Tuesday, August 31, 2010

Bienvenidos a Argentina!




Nearly a month had gone by in Chile and it was time to move on. Though we did so with a very good taste in our mouths it definitely was not left there by the mayonaise-heavy Completos (hot dogs) that Chile is famous for. We will remember Chile instead for lunar desert landscapes, graffiti-laden port towns, wine with pineaple ice cream in it, awesome powder skiing, volcanoes that defy to be climbed, delicious sea food, bewitched islands, beautiful coastline and towering mountains. And so, with determination to someday visit Chile again, we headed to the mountain border crossing into Argentina for our last country and our last month of travel. First stop, Bariloche.


Bariloche


Bariloche is primarily a ski resort town that could easily be mistaken for part of Brazil with all of the Brazilian tourist that come here to vacation. A lot of the stores, hotels and restaurants are what you would expect to find in a US resort town, overpriced and over-touristed, but Bariloche still has an undeniable charm, and a local culture that is strongly Argentinian. There are plenty of activities in and around the town apart from skiing, which was good for Emily and I because we had already dropped a lot of dough on skiing in Chile, and although the resort at Bariloche (Cerro Catedral) is massive and modern, the snow quality is not meant to be quite as good. So we opted for walking a circuit in the National Park Nahuel Huapi which was well worth it. The loop starts just outside the world famous Hotel Llao Llao and meanders through a stretch of land surrounded by lakes on all sides.

::::::::::

> _JOB A_:
In the post about arriving in Argentina, what is the name of the ski resort at Bariloche?

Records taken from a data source
::::::::::

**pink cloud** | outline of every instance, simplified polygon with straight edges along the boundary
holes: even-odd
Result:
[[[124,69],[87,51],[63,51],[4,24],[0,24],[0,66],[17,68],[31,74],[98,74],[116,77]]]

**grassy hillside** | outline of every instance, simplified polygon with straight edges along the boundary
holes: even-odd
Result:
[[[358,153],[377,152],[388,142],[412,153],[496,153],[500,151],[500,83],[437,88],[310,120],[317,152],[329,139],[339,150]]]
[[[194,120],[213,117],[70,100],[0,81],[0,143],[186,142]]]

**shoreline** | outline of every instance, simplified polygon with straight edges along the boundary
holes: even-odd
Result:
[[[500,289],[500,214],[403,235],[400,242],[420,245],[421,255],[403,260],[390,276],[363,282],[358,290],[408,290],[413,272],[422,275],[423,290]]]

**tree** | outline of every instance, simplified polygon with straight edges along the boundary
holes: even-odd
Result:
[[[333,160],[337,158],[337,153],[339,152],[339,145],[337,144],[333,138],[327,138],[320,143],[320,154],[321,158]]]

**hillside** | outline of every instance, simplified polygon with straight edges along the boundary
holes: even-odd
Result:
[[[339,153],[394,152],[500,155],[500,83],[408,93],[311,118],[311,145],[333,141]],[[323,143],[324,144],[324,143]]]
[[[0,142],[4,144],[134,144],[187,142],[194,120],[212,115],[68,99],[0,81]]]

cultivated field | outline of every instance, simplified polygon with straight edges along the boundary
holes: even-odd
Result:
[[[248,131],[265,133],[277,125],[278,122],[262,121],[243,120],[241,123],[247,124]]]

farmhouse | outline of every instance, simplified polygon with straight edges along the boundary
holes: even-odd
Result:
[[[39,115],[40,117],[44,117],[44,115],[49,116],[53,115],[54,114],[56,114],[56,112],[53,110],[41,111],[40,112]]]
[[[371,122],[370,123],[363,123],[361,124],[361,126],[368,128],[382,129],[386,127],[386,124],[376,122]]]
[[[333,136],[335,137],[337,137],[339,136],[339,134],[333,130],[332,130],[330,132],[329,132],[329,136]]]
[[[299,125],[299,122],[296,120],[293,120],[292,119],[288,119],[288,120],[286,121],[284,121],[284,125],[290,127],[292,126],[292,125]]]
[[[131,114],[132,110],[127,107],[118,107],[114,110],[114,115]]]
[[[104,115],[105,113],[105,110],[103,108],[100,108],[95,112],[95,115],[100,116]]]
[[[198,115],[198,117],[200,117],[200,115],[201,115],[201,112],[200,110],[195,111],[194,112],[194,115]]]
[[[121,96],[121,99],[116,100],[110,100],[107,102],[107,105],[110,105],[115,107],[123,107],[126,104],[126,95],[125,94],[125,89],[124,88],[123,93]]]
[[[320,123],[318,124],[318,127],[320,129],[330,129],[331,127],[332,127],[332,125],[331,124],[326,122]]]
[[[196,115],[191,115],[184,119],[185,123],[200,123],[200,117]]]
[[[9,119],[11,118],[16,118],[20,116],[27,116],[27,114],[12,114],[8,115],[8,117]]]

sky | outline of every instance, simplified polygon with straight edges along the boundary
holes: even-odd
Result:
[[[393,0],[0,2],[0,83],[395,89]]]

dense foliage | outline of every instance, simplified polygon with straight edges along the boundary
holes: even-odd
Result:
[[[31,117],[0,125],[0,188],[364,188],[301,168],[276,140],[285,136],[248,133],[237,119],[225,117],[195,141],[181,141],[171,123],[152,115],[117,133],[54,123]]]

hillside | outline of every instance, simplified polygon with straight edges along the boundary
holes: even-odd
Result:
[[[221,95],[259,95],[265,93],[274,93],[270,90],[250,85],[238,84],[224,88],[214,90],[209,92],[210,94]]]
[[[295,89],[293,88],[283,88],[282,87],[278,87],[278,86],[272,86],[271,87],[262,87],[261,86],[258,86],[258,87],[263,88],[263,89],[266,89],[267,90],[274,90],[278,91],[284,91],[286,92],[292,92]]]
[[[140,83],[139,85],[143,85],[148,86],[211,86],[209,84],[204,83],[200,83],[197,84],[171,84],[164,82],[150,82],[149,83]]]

::::::::::

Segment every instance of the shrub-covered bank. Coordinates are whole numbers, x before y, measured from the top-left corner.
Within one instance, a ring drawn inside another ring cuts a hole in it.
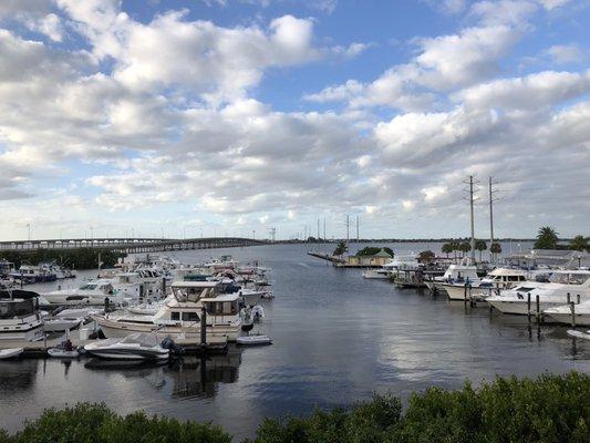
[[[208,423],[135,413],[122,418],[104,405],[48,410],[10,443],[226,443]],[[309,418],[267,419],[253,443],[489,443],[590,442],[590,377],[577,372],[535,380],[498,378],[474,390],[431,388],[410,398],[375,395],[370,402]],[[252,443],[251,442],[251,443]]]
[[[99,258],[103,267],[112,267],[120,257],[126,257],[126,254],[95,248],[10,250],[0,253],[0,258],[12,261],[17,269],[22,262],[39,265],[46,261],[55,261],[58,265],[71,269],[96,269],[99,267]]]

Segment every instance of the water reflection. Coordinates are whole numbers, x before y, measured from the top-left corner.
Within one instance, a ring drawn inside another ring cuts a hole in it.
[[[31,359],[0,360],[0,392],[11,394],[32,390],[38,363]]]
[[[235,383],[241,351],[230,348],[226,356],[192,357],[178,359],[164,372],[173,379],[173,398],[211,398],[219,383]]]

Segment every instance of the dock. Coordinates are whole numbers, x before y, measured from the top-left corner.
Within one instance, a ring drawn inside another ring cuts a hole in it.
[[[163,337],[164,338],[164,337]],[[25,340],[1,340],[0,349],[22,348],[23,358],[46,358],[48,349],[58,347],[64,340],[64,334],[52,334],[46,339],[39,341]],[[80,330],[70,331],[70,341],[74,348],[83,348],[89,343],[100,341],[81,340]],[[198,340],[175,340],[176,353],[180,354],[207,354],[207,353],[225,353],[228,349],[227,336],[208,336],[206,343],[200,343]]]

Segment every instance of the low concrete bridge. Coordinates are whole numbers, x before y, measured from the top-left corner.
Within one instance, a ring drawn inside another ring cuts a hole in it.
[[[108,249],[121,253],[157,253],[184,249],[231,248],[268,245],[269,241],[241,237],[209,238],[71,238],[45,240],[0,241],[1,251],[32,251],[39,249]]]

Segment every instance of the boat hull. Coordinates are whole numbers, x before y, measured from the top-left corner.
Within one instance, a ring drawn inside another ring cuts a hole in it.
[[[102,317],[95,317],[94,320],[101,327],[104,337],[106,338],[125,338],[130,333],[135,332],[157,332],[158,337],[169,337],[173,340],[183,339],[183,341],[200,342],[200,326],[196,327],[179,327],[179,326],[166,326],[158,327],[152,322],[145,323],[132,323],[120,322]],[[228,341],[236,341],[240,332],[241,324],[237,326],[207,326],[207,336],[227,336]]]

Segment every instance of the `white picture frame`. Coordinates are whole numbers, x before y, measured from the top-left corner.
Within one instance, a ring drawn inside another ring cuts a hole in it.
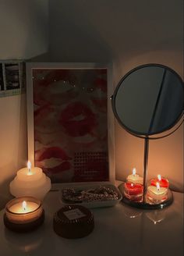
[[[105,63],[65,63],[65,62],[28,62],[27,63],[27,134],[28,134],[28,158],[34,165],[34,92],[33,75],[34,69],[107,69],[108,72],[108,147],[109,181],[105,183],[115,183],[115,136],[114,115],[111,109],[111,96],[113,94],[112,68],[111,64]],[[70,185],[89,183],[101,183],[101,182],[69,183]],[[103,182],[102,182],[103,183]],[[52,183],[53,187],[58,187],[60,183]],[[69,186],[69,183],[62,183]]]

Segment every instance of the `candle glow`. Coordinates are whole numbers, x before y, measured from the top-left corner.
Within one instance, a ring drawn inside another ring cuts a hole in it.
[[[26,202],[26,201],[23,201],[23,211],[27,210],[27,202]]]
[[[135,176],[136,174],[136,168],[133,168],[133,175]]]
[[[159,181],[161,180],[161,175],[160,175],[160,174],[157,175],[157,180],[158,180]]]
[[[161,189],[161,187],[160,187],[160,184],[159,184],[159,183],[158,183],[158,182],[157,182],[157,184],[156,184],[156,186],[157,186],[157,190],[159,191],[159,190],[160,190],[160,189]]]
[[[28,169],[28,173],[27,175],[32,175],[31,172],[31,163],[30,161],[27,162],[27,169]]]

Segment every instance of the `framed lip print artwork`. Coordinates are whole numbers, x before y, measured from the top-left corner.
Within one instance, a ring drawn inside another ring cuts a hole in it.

::::::::::

> _JOB B_:
From the listing, reproduce the lines verbatim, starting at the line containing "cloud** | outline" and ending at the line containing "[[[194,120],[213,117],[70,100],[0,81],[0,143],[186,142]]]".

> _CORRECT ANSWER A_:
Cerro Catedral

> _CORRECT ANSWER B_:
**pink cloud** | outline of every instance, simplified polygon with straight edges along the boundary
holes: even-odd
Result:
[[[124,69],[87,51],[63,51],[4,24],[0,24],[0,66],[17,68],[31,74],[98,74],[116,77]]]

**grassy hillside** | outline of every instance, simplified polygon with straight edges along the boundary
holes: even-odd
Result:
[[[358,153],[377,152],[388,142],[412,153],[496,153],[500,151],[500,83],[437,88],[310,120],[317,152],[329,139],[339,150]]]
[[[194,120],[213,117],[70,100],[0,81],[0,143],[186,142]]]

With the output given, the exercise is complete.